### Directions
1. Translate into French the following sentence from the keynote speech on sustainable development: "This was participatory planning and prioritization taken to a global level."
2. Continue the keynote speech on the new sustainable development agenda from the point at which it ends.

### Supplied passage
↓
Keynote Speech: League of Corporate Foundations Corporate Social Responsibility Expo 2015

Jul 1, 2015

UNDP Philippines Country Director Titon Mitra delivers the keynote speech at the League of Corporate Foundations' Corporate Social Responsibility Expo 2015

By Titon Mitra

Thank you very much for the opportunity to make this keynote address.

The theme that you have chosen – to collaborate, sustain and revolutionize to secure inclusive development - is indeed very opportune.

This year is in many ways a formative year for global development. 

Not only will member states arrive at hopefully a landmark agreement on Climate Change, contend with the challenge of financing the development agenda globally, but also in September, UN Member States will adopt a new sustainable development agenda that will guide global development priorities for the next fifteen years.

A major milestone was achieved last July when the General Assembly’s Open Working Group on Sustainable Development Goals, consisting of representatives from seventy Member States, developed a proposal for a set of seventeen goals.

An unprecedented consultative process informed this proposal.  Led by the UN development system, it gathered the views of over seven million people through national and thematic consultations and the MY World online survey. 

The voices from the Philippines were an integral element of this process. 

This was participatory planning and prioritization taken to a global level.

The proposed SDGs are much more ambitious and bolder than the MDGs.

In addition to tackling ongoing major development priorities, including the eradication of poverty, hunger, and gender inequality, new elements have been proposed. 

The proposed agenda will be expanded to address income inequality, and the need for peaceful and inclusive societies.

It will also target problems that have emerged, or have become more pronounced, over recent years, such as climate change as well as those factors leading to accelerated environmental degradation.

The new development agenda will be a universal one which advocates that countries at all income levels make the transformations to their economies and societies which will ensure that development and prosperity occur.

The new agenda is, at its core, about ensuring that human development is both sustainable and inclusive.
↑
### Provided data
↓
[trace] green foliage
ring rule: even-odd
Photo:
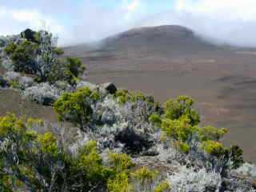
↑
### Results of the exercise
1. Il s'agissait d'une planification et d'une hiérarchisation des priorités participatives portées à l'échelle mondiale.

2.
In September, the Philippines – not just as a government, but also as a nation - will sign on – effectively committing to the targets and to report on progress.

The challenges to delivering the new agenda will by no means be inconsequential.

While considerable progress has been made on the MDGs and social and economic development more broadly over the last 15 years, there is much still do.

The Philippines is still lagging behind on poverty; completion of elementary education; women’s political participation; boys participation in elementary and secondary education relative to girls participation; maternal mortality; access to reproductive health; and HIV/AIDS infections. 

Meeting these targets have been challenged by slow progress in achieving inclusive growth; urban and rural disparities; at times conflicting and overlapping policies; weak implementation and monitoring at the local level; data constraints; and the impact of man-made and natural shocks.

This is the unfinished MDG agenda and the persistent challenges to implementation, to which we will soon have to add the new Sustainable Development Goals and targets – underlining how complex the task ahead will be.

I am sure a number of you have read William Easterly, a development economist at New York University.  He is one of the profession’s most determined skeptics.

Setting global goals that nobody is truly accountable for achieving, he says, not only misrepresents what causes poverty but also substitutes goal-setting for real action.

While I am a fan of his writings, in this case I do not agree.  I rather subscribe to what John F. Kennedy said some 50 years ago: “By defining our goal more clearly, by making it seem more manageable and less remote, we can help all people to see it, to draw hope from it and to move irresistibly towards it.”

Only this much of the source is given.